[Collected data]

──────────

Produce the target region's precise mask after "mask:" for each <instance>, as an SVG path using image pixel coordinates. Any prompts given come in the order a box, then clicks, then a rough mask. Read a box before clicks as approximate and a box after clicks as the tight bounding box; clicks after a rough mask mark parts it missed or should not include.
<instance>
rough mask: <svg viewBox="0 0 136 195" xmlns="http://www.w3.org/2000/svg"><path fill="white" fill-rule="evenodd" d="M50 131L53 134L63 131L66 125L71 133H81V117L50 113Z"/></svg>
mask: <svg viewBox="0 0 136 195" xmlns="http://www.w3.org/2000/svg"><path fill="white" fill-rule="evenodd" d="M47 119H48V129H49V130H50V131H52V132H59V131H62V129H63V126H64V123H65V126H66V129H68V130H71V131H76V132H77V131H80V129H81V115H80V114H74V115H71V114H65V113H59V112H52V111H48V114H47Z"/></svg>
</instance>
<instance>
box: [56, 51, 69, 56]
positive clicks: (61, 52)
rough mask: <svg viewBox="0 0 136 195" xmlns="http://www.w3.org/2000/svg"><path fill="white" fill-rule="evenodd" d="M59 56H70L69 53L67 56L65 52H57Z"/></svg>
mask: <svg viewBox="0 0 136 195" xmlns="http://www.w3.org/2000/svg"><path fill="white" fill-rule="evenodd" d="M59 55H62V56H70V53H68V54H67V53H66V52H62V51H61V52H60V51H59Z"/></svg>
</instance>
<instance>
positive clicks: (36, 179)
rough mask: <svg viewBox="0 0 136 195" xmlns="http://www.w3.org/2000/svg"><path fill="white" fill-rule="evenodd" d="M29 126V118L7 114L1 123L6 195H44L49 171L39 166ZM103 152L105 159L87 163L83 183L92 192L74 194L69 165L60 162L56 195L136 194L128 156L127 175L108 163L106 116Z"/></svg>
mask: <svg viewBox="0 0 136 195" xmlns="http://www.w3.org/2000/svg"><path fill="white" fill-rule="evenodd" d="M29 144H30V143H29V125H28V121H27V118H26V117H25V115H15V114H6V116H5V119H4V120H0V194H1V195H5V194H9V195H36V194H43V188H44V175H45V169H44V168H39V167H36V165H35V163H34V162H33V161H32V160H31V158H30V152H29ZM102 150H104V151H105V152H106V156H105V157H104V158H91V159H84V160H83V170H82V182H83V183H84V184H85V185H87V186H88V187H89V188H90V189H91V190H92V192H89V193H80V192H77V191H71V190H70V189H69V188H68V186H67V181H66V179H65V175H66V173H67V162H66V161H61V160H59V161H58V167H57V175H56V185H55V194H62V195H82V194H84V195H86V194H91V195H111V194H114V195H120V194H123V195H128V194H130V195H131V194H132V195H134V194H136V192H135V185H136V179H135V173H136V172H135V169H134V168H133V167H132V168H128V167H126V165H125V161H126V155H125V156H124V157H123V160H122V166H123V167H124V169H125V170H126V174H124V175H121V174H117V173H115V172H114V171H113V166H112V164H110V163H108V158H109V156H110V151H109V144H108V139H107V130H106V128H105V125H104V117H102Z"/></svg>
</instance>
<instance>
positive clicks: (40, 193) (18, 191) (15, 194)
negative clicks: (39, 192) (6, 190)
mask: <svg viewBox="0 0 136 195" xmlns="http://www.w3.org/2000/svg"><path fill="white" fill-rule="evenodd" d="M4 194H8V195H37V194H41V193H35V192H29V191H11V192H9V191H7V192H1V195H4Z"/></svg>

──────────

- **Work required**:
Scan the records above for the word "positive" and return every line where it occurs.

- **Written answer**:
positive clicks: (61, 52)
positive clicks: (36, 179)
positive clicks: (40, 193) (18, 191) (15, 194)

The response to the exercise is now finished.